The embodiments disclosed herein also relate to: a plug for sealing against the interior surface of a pipe, the plug having a front end and a back end, having: a first compression plate defining a recessed surface facing the back end of the plug and/or having a flange defined around the recessed surface and extended towards the back end of the plug; and/or a second compression plate beneath the first compression plate, wherein the second compression plate comprises a base and/or an elevated surface rising from the base; and/or wherein the elevated surface defines a cylindrical wall having a smaller circumference than the base; and/or a fluid opening defined within the second compression plate, wherein the fluid opening is fluidly connected to the back end of the plug; and/or a seal ring configured to be compressible and/or located above the base of the second compression plate and/or beneath the flange of the first compression plate; and/or a cavity defined by the elevated surface of the second compression plate and/or the recessed surface of the first compression plate, and/or wherein the cavity is fluidly connected to the fluid opening; and/or wherein the cavity is further defined by the flange of the first compression plate; and/or further comprising a pipe nipple threaded into the first compression plate and/or a plurality of bolts inserted through the first compression plate and/or into the second compression plate; and/or further comprising a bushing around each of the plurality of bolts, wherein each bushing is located in the first compression plate, and/or further wherein each bushing is configured to seal against leakage of fluid.

- INSTRUCTION A
For the pipe plug excerpt, say whether each statement agrees with it, answering yes or no and quoting the words that decide it: (i) the elevated surface of the second compression plate defines a cylindrical wall with a smaller circumference than the base; (ii) the seal ring sits above the flange of the first compression plate; (iii) each bushing is located in the second compression plate.
- INSTRUCTION B
Return every line of the records that contains the string "Target", treating uppercase and lowercase as distinct.
The excerpt and the records come from separate, unrelated sources.

- INPUT
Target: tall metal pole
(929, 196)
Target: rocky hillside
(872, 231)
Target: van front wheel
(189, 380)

- WRITTEN REPLY A
(i) Yes: "the elevated surface defines a cylindrical wall having a smaller circumference than the base"
(ii) No: "beneath the flange of the first compression plate"
(iii) No: "wherein each bushing is located in the first compression plate"

- WRITTEN REPLY B
Target: tall metal pole
Target: rocky hillside
Target: van front wheel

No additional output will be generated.